» The task
Write out the whole listing word for word.

» Data shown
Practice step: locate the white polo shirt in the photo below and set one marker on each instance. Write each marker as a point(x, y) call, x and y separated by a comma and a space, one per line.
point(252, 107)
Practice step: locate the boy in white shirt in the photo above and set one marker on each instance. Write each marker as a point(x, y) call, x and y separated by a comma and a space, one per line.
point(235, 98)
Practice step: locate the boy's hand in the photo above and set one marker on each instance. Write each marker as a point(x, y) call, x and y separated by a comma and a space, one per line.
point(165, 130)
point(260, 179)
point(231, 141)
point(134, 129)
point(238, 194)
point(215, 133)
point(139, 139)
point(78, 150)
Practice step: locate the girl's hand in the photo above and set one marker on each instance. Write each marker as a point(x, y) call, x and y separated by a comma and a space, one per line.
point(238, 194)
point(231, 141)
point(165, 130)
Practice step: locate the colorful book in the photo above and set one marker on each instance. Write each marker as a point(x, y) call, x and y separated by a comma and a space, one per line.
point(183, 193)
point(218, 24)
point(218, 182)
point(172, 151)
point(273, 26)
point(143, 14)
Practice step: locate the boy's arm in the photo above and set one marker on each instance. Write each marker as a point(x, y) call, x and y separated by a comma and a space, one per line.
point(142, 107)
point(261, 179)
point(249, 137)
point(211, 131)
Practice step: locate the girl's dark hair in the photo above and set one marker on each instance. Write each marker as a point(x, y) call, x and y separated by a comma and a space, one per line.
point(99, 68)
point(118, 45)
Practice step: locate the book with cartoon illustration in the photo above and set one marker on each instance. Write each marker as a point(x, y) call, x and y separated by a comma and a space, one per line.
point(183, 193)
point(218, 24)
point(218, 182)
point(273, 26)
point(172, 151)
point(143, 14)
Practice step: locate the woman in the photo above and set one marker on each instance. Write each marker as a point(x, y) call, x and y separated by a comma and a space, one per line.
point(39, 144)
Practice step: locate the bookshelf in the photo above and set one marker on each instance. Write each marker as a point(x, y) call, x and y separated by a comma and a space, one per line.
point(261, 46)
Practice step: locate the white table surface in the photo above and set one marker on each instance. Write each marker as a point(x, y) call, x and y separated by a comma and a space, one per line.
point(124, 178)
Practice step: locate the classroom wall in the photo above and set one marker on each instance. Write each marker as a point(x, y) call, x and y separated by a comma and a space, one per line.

» Written answer
Practice step: locate the white polo shirt in the photo below and set one marker on each instance. Write each marker as a point(x, y) call, x and y separated by a comma and a space, one per line.
point(252, 107)
Practice step: locate the boy in white shirt in the photo above and set one marker on each instance. Write each marker as a point(x, y) call, x and y separated by a comma and a space, one per line.
point(235, 98)
Practice step: locate the boy's hand in the photo above and set one marker on each instance. Write each marker as a point(x, y) call, x and y separated by a comma and a space, one per line.
point(165, 130)
point(260, 179)
point(231, 141)
point(134, 129)
point(238, 194)
point(215, 133)
point(139, 139)
point(78, 150)
Practice step: locate the girl's hand in the photo above and set one marker on each instance. Write each marker as a point(x, y) call, x and y separated by a comma and a space, one per line.
point(238, 194)
point(231, 141)
point(165, 130)
Practice step: locate the colorful book in the photo above and set one marker on each instance. Write each marker as a point(x, y) call, x and y separated by a comma and a space, one per line.
point(183, 193)
point(218, 24)
point(218, 182)
point(172, 151)
point(273, 26)
point(143, 14)
Practice step: locate the boy's arm in the photo above and set one marker on each instance. Write each marker as a point(x, y) call, x and y separated by a comma and a space, one per line.
point(142, 107)
point(261, 179)
point(249, 137)
point(211, 131)
Practice step: locate the girl's dark hair in the photo above and set one marker on each instance. Write each marker as a point(x, y) call, x and y separated by a comma and a space, one per line.
point(99, 68)
point(118, 45)
Practice step: locate the book with cartoon illustration in the photo above and set one marker on each instance. Write each marker as a point(x, y) call, x and y separated by a comma and a space, one per line.
point(183, 193)
point(218, 24)
point(218, 182)
point(273, 26)
point(172, 151)
point(143, 14)
Practice step: locate the woman in the photo above and set one marker on each instance. Write each marker as a point(x, y) call, x and y separated by a comma and a space, one per line.
point(39, 144)
Practice step: locate the bookshelf in the photo above and set one marker on each instance. Write each marker as a point(x, y) call, x and y separated by a comma and a space, one per line.
point(261, 46)
Practice step: locate the white table surface in the photo above and set one marker on each instance. Write each marker as a point(x, y) call, x and y separated by a comma and a space, one per line.
point(124, 178)
Practice step: locate the classroom wall in the photo above and set one marker on each instance. Write each marker as a point(x, y) call, x and y separated by a comma and a space, one per line.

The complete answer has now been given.